WORK ORDER: According to the article on the EU's air pollution warning to Britain, how long does Britain have to respond to the EU letter?
[[ SELECTED EXCERPT open ]]
EU sends final warning to Britain over air pollution levels
The European Commission announced Thursday it had sent a final warning to Britain over its failure to comply with EU air quality rules, due to the levels of dangerous airborne particles in London and Gibraltar.
"Air pollution is bad for our health. It reduces human life expectancy by more than eight months on average and by more than two years in the most polluted cities and regions," said the EU's Environment Commissioner Janez Potocnik.
"Member States must comply with EU air quality standards quickly and reduce air pollutant emissions," he stressed.
The offending 'PM10' particles in question -- tiny subdivisions of solid or liquid matter suspended in the air -- are emitted mainly by industry, traffic and domestic heating.
Their presence in too high concentrations may, the EU said, lead to asthma, cardiovascular problems, lung cancer and even premature death.
According to the latest data provided, "two areas, namely the Greater London urban area and Gibraltar, have exceeded the limits for PM10," the EU Commission said.
Britain sought an exemption to the rule for eight areas, including London and the tiny enclave of Gibraltar attached to Spain, but they were not granted.
The British authorities recently sent a further exemption request for Greater London, which is still under assessment.
Nevertheless, following years of non-compliance, the commission decided to send Britain a "final warning" with the threat of subsequent court action.
If the British authorities fail to take the necessary measures to comply with the EU legislation, the case could be referred to he European Court of Justice.
Britain now has two months to respond to the EU letter, after which court action could ensue if the European Commission, the EU's executive arm, is not satisfied with the response.
EU legislation sets binding limits for permitted concentrations of certain pollutants in the air.
[[ SELECTED EXCERPT closed ]]
[[ EXTRACTED RECORDS open ]]
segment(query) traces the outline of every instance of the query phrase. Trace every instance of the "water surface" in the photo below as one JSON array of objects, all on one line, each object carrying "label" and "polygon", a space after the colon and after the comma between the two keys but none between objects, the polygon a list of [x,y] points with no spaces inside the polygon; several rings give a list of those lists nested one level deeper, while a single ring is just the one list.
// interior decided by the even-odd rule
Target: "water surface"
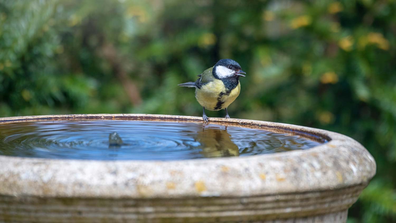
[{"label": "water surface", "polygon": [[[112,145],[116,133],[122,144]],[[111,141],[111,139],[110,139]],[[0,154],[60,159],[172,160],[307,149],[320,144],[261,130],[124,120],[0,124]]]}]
[[ EXTRACTED RECORDS closed ]]
[[ EXTRACTED RECORDS open ]]
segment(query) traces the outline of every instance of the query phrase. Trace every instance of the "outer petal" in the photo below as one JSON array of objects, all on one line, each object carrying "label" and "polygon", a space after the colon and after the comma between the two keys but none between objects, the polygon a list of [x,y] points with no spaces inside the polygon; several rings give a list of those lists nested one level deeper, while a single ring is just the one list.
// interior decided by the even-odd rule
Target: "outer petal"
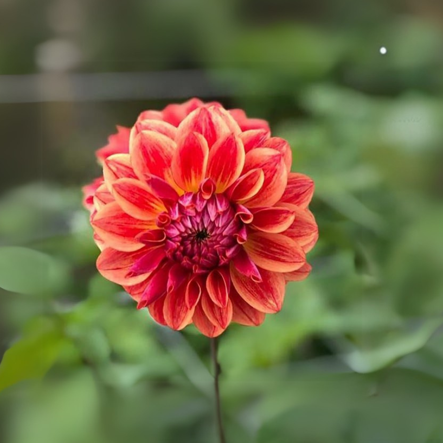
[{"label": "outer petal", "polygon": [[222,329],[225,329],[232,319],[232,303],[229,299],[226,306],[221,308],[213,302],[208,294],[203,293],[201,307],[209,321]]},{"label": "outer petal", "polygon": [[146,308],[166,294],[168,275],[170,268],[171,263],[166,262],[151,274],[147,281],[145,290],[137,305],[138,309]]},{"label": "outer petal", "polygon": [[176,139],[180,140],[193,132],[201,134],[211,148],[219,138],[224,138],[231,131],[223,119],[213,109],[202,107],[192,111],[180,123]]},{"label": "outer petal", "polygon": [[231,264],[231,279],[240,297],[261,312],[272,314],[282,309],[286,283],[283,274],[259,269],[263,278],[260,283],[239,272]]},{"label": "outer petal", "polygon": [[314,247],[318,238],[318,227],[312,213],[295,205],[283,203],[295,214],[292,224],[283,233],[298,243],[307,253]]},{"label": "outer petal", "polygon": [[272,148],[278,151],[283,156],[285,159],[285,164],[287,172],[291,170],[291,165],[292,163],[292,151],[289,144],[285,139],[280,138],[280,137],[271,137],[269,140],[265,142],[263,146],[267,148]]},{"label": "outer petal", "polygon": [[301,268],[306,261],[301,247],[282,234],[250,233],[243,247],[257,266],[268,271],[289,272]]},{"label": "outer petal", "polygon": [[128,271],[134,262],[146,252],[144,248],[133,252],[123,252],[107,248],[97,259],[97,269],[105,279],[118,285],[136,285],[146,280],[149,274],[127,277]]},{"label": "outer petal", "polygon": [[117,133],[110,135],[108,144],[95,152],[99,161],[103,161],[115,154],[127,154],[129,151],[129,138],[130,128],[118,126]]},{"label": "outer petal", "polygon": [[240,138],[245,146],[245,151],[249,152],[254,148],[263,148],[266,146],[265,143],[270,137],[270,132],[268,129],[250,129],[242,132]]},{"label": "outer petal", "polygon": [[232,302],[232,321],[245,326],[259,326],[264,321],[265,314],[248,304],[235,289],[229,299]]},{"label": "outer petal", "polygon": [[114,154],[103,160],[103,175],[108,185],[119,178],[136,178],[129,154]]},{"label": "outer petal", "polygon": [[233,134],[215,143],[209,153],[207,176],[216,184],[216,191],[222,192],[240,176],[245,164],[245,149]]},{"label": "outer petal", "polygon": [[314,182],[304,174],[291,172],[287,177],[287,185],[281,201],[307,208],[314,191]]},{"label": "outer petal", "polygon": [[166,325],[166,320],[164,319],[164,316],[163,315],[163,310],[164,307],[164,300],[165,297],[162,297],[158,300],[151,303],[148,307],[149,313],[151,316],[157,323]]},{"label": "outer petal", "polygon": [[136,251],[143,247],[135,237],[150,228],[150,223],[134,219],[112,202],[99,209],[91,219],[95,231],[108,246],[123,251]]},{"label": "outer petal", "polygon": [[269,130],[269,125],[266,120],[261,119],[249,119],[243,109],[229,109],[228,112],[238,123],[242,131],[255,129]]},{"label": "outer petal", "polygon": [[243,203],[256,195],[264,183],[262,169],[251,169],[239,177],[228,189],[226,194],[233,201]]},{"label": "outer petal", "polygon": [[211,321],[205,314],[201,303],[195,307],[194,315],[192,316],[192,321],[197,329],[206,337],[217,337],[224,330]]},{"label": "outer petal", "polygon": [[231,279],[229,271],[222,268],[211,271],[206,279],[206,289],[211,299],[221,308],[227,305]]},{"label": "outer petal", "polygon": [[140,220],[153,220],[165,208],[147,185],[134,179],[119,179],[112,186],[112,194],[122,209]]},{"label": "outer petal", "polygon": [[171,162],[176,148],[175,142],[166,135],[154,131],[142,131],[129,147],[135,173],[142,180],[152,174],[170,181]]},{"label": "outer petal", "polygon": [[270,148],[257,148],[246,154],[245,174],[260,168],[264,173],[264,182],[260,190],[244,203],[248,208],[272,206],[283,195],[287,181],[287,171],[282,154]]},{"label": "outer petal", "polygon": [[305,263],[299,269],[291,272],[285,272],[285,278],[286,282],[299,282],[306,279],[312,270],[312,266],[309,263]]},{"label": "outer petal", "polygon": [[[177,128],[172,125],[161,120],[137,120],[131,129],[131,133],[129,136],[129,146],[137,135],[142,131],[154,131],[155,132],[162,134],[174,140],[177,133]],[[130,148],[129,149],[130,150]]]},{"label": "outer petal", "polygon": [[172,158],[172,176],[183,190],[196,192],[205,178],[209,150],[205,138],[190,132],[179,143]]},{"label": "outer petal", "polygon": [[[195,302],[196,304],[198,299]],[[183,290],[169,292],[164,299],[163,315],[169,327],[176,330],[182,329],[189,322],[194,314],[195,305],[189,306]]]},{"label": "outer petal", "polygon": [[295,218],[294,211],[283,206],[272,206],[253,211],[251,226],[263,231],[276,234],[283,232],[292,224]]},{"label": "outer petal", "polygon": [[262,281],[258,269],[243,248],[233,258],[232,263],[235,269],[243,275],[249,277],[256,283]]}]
[[ EXTRACTED RECORDS closed ]]
[[ EXTRACTED RECORDS open ]]
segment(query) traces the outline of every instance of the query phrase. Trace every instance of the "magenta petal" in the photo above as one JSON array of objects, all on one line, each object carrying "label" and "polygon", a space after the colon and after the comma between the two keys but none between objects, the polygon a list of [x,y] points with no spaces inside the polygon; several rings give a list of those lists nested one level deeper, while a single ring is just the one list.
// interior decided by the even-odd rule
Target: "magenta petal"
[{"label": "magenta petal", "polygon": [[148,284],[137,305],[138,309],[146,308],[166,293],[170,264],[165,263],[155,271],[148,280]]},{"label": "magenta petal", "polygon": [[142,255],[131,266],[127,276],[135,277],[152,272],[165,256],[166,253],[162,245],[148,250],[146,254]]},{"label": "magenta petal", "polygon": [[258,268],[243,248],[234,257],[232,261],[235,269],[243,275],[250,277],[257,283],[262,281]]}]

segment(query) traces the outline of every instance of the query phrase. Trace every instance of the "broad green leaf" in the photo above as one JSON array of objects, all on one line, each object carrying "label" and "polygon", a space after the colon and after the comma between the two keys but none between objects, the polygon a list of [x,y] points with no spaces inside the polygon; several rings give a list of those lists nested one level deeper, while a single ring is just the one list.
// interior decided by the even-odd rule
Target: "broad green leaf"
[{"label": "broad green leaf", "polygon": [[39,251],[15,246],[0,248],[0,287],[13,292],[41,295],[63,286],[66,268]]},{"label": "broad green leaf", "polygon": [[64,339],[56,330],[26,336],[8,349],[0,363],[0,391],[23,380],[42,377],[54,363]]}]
[[ EXTRACTED RECORDS closed ]]
EXERCISE ANSWER: Two months.